### Supplied records
+++
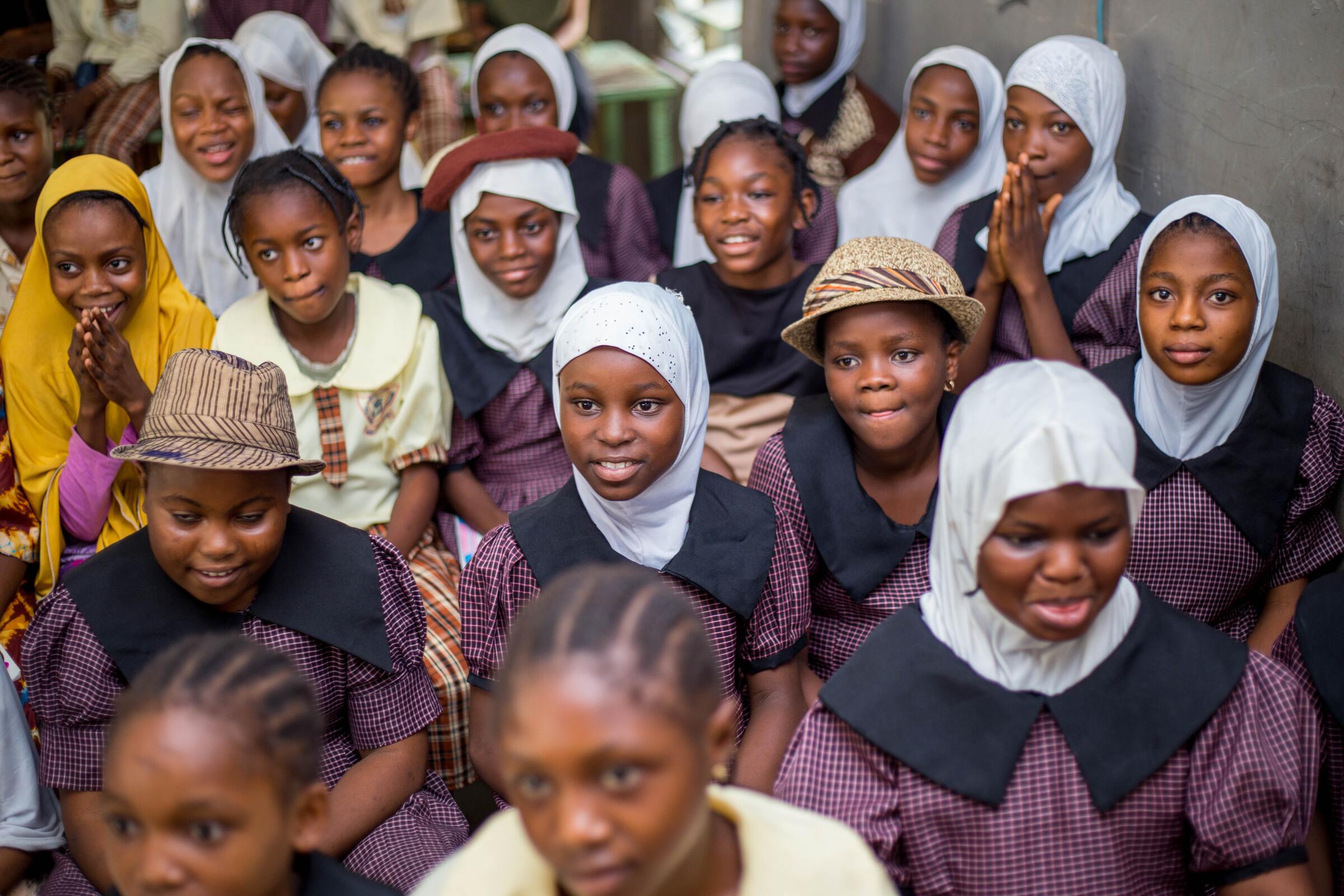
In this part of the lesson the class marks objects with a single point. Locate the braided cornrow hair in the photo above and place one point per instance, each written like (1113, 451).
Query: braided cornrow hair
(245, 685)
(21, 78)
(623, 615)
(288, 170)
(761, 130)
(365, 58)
+++
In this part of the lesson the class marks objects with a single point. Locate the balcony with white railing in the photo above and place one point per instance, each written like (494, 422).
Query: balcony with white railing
+++
Output the record lines from the line with "like (494, 422)." up to and including the line with "Query: balcony with white railing" as a Markdown table with the columns Row and Line, one row per line and no blank lines.

| Row | Line |
|---|---|
| 1 | In this part of the lesson the class marks objects with a single point. Locate the balcony with white railing in the photo above and place one point per instance, each written like (494, 422). |
| 2 | Query: balcony with white railing |